** begin MATERIAL PROVIDED **

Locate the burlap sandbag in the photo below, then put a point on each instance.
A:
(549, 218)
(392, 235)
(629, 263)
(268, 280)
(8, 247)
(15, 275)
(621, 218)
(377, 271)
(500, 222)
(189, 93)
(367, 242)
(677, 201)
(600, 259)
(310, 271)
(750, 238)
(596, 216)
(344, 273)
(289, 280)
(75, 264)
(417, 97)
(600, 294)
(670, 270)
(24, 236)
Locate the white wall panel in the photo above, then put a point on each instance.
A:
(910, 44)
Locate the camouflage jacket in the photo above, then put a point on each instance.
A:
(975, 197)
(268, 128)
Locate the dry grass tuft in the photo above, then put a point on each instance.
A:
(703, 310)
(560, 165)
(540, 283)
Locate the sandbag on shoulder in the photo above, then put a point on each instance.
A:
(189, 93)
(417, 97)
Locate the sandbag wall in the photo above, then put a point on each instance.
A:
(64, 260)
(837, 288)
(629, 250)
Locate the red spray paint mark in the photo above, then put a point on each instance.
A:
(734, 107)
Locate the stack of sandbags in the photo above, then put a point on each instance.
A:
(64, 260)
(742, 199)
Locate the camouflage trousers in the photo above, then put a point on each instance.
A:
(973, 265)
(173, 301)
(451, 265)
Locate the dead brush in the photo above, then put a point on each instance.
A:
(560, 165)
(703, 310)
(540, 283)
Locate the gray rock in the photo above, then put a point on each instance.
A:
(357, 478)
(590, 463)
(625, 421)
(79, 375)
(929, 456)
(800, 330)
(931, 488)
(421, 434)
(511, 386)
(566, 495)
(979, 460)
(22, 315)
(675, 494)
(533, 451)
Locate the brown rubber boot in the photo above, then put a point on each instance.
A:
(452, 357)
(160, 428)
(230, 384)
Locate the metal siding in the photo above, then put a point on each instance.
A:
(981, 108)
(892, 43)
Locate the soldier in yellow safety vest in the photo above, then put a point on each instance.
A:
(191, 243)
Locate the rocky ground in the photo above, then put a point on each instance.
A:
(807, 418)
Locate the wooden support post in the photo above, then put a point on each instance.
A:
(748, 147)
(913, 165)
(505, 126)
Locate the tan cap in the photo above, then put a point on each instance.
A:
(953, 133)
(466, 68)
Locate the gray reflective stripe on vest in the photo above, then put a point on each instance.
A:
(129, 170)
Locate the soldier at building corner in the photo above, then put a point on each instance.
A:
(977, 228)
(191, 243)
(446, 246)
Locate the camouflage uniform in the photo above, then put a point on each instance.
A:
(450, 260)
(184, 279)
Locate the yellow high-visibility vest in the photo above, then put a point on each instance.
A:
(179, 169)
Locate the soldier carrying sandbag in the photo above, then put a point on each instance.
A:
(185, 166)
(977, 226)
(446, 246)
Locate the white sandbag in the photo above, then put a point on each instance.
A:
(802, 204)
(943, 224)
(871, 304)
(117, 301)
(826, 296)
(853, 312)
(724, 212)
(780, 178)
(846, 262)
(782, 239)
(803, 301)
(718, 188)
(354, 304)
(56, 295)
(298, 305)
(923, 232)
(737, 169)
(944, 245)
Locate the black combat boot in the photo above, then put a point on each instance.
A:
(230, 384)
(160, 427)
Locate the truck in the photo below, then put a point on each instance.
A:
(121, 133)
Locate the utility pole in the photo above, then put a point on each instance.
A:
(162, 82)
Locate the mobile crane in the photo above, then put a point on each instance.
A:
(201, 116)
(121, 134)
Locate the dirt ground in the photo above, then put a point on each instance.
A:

** end MATERIAL PROVIDED **

■ EXERCISE
Please reproduce all of the records above word for word, keeping every line unchanged and in the same order.

■ EXERCISE SOLUTION
Locate the burlap sandbag in the photo below, then put a point on each instance.
A:
(549, 218)
(392, 235)
(629, 263)
(268, 280)
(8, 247)
(15, 275)
(621, 218)
(377, 271)
(500, 222)
(189, 93)
(367, 242)
(677, 201)
(600, 259)
(310, 271)
(750, 238)
(596, 216)
(344, 273)
(289, 280)
(75, 264)
(417, 97)
(600, 294)
(670, 270)
(24, 236)
Locate the white wall panel in the photo above, then put a point on each instance.
A:
(910, 44)
Locate the camouflage jacket in the photo above, then put a point on each instance.
A:
(975, 197)
(268, 128)
Locate the dry grass tuft in the photo above, then put a point on each instance.
A:
(703, 310)
(560, 165)
(540, 283)
Locate the sandbag on shoulder in the photo above, then put a point on each instance.
A:
(189, 93)
(417, 97)
Locate the sandbag wall in the photo above, then put a point on each instance.
A:
(64, 260)
(837, 288)
(629, 250)
Locate the red spray paint mark in the photo above, then put a point on each instance.
A:
(734, 107)
Locate the stack of sandbags in the photo above, then put a point on each instance.
A:
(64, 260)
(742, 199)
Locate the camouflage trousers in the photo above, then put a point on each instance.
A:
(973, 265)
(173, 301)
(451, 265)
Locate the dead brush in the photo above, then put a point on each instance.
A:
(560, 165)
(703, 310)
(540, 283)
Locate the gray rock in the photo above, then put a point on each instance.
A:
(357, 478)
(590, 463)
(625, 421)
(79, 375)
(929, 456)
(800, 330)
(931, 488)
(421, 434)
(511, 386)
(566, 495)
(979, 460)
(22, 315)
(675, 494)
(533, 451)
Locate the brown rubber boot in the photo above, then put a point on each instance.
A:
(452, 357)
(160, 428)
(230, 384)
Locate the metal siding in the photo above, then put a point on each instance.
A:
(981, 108)
(892, 43)
Locate the soldier in yellow safety vest in the photo above, then put a point on each instance.
A:
(191, 243)
Locate the rocky ground in the photo above, then put a point on each instance.
A:
(807, 418)
Locate the wooden support post in the photo above, then put a point on each instance.
A:
(748, 147)
(913, 165)
(505, 126)
Locate the tan cap in the photo above, then put a point on each instance.
A:
(953, 133)
(466, 68)
Locate the gray reflective stripe on vest in the photo above, then put a point on each instance.
A:
(129, 170)
Locate the soldier at building corner in the photo above, then put a point on each instance.
A:
(977, 228)
(191, 243)
(446, 246)
Locate the camouflage uniform in the photo above, then put a point on each instance.
A:
(450, 260)
(184, 279)
Locate the yellow high-visibility vest in the photo above, then put a point on each instance.
A:
(179, 169)
Locate the soldier carrying sandbag in the photo above, then put a point on each instance.
A:
(185, 166)
(977, 226)
(446, 246)
Locate the white sandbag in the photo above, then put a point on each instance.
A:
(802, 204)
(943, 224)
(871, 304)
(117, 301)
(826, 296)
(853, 312)
(724, 212)
(780, 178)
(846, 262)
(782, 239)
(803, 301)
(718, 188)
(354, 304)
(56, 295)
(298, 305)
(923, 232)
(737, 169)
(944, 245)
Locate the black combat boot in the photo above, then put a point on each instance.
A:
(230, 384)
(160, 427)
Locate the truck in the photo below, then put a point on each instance.
A:
(121, 133)
Locate the utility pole in the photo above, then put a point on each instance.
A:
(162, 82)
Locate the mobile crane in the photo above, then put a point on each instance.
A:
(201, 116)
(121, 134)
Locate the dirt ground in the photo above, then put a point on each instance.
A:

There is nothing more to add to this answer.